■ What is expected:
Find and return every line of the data that contains the word "ship".

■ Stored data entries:
☆ ☆ ☆ ☆ ☆

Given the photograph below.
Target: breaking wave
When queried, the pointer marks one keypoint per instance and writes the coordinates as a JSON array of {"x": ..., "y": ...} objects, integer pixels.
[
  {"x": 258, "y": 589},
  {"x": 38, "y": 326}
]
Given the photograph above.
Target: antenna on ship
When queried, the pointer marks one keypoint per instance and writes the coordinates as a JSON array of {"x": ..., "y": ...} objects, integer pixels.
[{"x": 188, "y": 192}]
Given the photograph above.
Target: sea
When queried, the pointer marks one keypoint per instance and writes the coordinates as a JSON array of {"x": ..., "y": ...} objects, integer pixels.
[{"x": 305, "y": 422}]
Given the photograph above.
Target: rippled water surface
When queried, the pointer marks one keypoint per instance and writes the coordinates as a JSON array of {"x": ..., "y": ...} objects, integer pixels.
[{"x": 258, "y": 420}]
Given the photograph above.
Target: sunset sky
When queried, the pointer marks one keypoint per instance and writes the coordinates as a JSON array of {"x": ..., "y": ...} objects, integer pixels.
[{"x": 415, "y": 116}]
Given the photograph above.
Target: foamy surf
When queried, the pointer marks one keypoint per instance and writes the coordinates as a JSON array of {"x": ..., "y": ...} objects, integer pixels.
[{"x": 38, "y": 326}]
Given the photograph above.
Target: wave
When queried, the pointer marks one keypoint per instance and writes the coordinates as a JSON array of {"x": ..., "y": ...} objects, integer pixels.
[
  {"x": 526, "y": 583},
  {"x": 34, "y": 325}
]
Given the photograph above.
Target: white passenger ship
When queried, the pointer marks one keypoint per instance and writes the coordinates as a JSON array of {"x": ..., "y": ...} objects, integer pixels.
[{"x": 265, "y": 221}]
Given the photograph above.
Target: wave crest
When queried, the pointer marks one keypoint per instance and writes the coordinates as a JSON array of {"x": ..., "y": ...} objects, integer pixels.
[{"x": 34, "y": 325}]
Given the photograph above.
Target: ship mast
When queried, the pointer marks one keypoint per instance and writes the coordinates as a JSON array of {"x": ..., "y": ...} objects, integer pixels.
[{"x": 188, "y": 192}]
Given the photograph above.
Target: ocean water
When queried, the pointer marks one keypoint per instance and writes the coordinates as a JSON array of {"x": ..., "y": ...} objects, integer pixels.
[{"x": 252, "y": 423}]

☆ ☆ ☆ ☆ ☆

■ Answer to the exercise:
Target: antenna on ship
Target: white passenger ship
Target: ship mast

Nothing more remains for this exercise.